• [Problem to solve]:
Across the entries below, how many lines have the string "sample" in them? Reply with only the number.

• [Supplied records]:
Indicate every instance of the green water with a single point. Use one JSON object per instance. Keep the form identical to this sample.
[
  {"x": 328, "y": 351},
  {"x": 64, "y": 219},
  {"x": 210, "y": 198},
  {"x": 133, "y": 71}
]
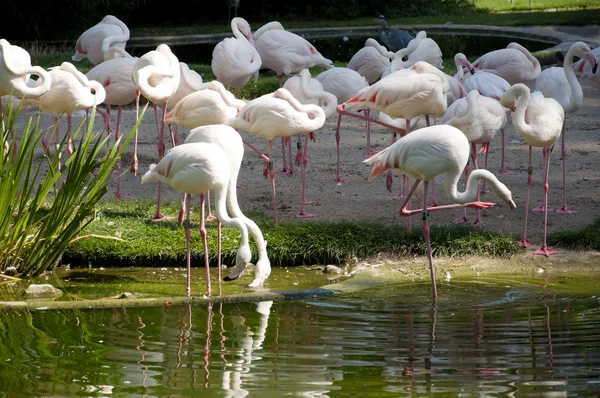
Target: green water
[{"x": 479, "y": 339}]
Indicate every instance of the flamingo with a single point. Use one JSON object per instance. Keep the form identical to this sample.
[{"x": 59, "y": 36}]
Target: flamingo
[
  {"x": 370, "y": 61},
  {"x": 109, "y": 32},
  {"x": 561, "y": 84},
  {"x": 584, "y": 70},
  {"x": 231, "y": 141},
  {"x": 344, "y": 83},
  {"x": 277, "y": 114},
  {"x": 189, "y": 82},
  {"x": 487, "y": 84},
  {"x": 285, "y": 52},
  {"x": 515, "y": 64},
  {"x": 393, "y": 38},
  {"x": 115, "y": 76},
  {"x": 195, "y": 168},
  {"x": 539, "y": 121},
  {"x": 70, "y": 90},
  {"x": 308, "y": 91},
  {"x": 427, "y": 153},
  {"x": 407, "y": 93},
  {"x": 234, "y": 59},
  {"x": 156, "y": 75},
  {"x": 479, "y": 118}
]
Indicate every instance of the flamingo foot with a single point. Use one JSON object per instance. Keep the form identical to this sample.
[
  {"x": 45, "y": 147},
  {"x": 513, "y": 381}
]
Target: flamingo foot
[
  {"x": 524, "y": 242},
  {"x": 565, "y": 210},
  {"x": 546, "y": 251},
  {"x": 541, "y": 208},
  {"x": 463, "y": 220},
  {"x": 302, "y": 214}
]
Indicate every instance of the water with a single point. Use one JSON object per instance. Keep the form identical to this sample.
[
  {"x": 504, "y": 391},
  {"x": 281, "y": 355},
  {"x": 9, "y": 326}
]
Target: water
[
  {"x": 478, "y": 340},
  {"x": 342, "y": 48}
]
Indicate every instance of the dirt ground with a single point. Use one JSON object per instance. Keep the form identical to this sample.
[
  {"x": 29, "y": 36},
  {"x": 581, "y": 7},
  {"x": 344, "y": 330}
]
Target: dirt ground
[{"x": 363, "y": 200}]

...

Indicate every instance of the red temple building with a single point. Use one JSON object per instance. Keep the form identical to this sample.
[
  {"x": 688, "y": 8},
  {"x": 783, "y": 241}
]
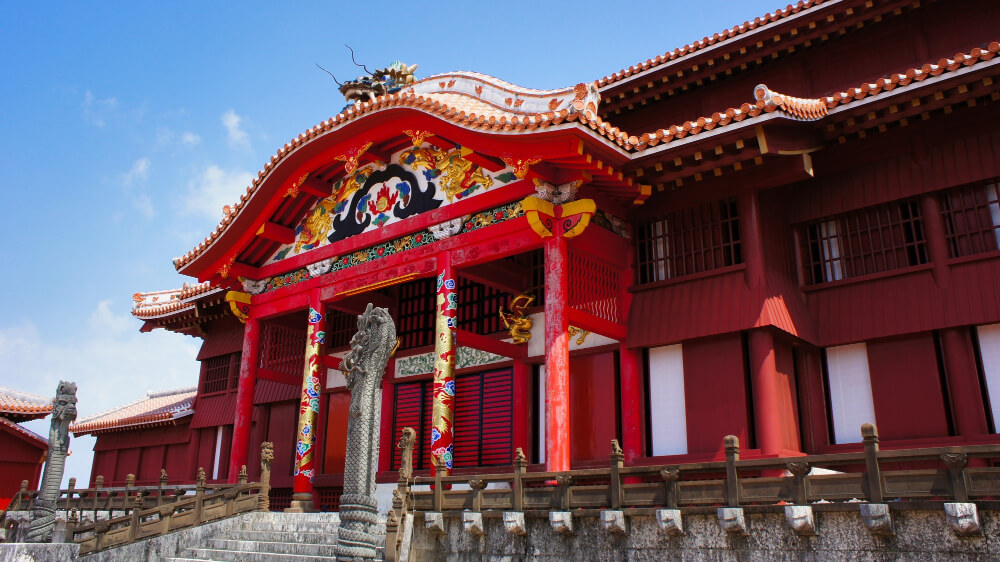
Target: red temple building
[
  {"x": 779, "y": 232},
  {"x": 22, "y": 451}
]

--

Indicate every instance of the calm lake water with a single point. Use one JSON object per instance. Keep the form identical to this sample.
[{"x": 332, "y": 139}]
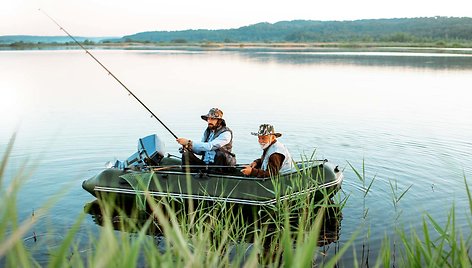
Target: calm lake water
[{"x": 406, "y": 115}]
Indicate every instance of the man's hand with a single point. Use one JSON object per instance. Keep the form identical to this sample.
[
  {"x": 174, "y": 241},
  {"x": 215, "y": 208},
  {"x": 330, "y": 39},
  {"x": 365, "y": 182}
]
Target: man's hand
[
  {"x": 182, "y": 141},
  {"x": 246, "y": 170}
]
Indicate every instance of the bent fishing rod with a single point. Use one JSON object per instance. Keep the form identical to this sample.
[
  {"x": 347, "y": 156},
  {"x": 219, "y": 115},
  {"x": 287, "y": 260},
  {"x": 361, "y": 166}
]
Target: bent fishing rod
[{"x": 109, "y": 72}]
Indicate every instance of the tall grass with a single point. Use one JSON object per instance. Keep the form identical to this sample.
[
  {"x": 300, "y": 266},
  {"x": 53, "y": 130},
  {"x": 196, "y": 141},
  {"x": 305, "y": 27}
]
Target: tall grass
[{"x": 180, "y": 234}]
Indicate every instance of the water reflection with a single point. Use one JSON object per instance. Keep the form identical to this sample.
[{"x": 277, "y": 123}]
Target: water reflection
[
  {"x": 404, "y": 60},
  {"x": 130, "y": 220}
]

• [Worked solution]:
11